__Set of tasks__.
[a] Reproduce the part of the article about Diane Reeve that starts at the words "Four years into" and ends after the words "a little digging.".
[b] Resume the article about Diane Reeve after its final sentence and write what comes next.
[Text under study]
When Diane Reeve began dating a network security analyst named Philippe Padieu, she fell head-over-heels for the charming Frenchman.
“He made me feel like the only woman on the face of the earth,” Diane told “The Oprah Winfrey Show” back in 2009.
Four years into their relationship, however, Diane felt things shift. Philippe became distant and frequently busy, and Diane began to suspect him of cheating. So, she did a little digging.
“Because I was paying for his cell phone, I checked his voicemail messages,” Diane says. “There were not one, but two voicemail messages from two different women. And I knew.”
What Diane didn’t know was what was coming after her heartbreak. A few days after she broke things off with Philippe, Diane went to the doctor for a routine gynecological visit. Her pap smear came back abnormal. “She told me that I had some pre-cancerous cells and it was due to an STD,” Diane said. “I got a [another] test; two days later, my OB/GYN called me and said, ‘You’re HIV-positive.”
Diane was devastated.
“My heart went to the floor. My knees buckled,” she said.
Looking back through Philippe’s cell phone records, Diane discovered that he had been dating not two, but nine other women during their relationship. His medical records confirmed that he knew he was HIV-positive while having sex with countless unknowing women, including Diane. In 2007, Philippe was charged with six counts of aggravated assault with a deadly weapon ― his bodily fluid.
Diane and nine other women, all HIV-positive, testified against Philippe in court in 2009. He was found guilty of all six counts and sentenced to 45 years behind bars. Diane reflects on the emotional verdict seven years later on “Oprah: Where Are They Now?”
[/Text under study]
[Information supplied]
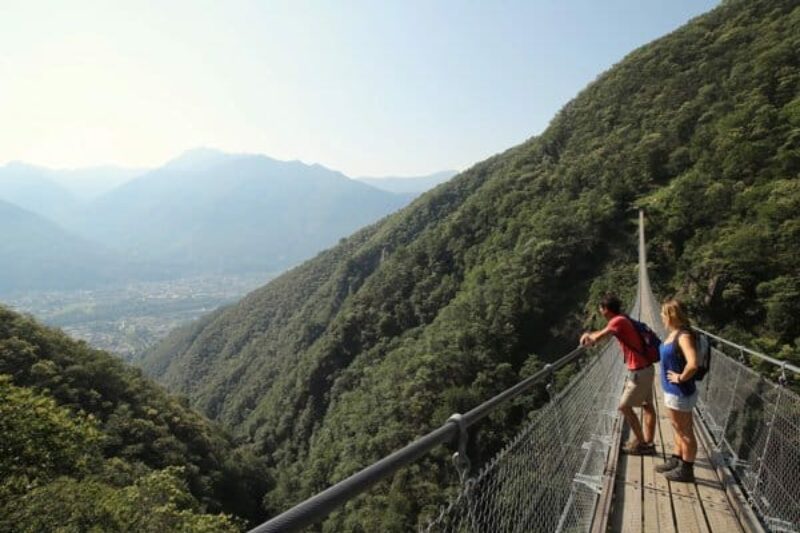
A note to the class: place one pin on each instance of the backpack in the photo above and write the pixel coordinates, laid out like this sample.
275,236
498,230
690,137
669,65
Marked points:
650,341
702,347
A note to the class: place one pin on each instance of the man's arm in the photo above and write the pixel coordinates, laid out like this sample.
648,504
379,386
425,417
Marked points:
589,339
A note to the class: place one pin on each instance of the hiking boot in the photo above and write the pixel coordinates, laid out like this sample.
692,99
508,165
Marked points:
684,472
670,464
639,448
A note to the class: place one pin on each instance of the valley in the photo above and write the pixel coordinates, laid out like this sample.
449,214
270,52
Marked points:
128,318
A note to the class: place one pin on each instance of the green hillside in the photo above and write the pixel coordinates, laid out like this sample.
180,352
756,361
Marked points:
479,282
90,444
[/Information supplied]
__Solved tasks__.
[a]
Four years into their relationship, however, Diane felt things shift. Philippe became distant and frequently busy, and Diane began to suspect him of cheating. So, she did a little digging.

[b]
“As they said, ‘Guilty,’ each time, my heart got a little bit lighter and a little bit lighter and a little bit lighter,” she says. “I knew that we had won.”
Though many of the women kept their identities hidden when they filed charges against Philippe ― “We were allowed to use fake names because of the stigma associated with HIV,” Diane explains ― Diane chose to share her identity and her experience with the public.
“I decided to come out on national television that I had HIV because I thought it was important to let people know that it can happen to anybody,” she says. “You don’t have to be a gay male, you don’t have to be a drug user and you don’t even have to be promiscuous.”
Since her ordeal, Diane has written a book about her ex-lover’s betrayal and has also become a prominent activist for AIDS awareness.
“My life mission has always been about, how can I leave the world a better place?” Diane says. “What I want to get across is the language that is used around HIV sometimes perpetuates the stigmas. Everyone needs to know that you can live well with HIV.”